Duplicate the listing lines, beginning at the line that contains "Locate the hoodie" and stopping after the line that contains "xmin=50 ymin=102 xmax=82 ymax=152"; reproduce only those lines, both ends included.

_Exercise material_:
----

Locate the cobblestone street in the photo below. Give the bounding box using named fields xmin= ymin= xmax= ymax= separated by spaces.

----

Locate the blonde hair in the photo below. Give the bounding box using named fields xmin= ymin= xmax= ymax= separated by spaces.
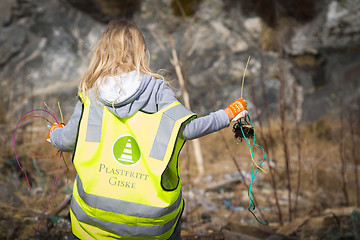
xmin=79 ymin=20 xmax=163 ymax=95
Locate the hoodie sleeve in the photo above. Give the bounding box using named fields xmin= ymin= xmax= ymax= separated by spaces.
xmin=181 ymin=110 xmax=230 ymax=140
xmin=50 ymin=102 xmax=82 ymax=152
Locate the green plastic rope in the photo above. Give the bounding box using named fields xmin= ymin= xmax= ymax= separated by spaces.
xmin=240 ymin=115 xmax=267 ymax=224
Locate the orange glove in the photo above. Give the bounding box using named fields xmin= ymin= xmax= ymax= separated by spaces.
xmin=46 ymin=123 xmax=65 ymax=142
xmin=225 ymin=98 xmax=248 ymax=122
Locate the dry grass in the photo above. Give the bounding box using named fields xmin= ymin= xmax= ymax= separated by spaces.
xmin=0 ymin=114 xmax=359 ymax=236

----

_The reply_:
Locate the hoodie sleeve in the photo above. Give the bounding box using named fields xmin= ymin= xmax= ymax= separated by spaces.
xmin=181 ymin=110 xmax=230 ymax=140
xmin=50 ymin=102 xmax=82 ymax=152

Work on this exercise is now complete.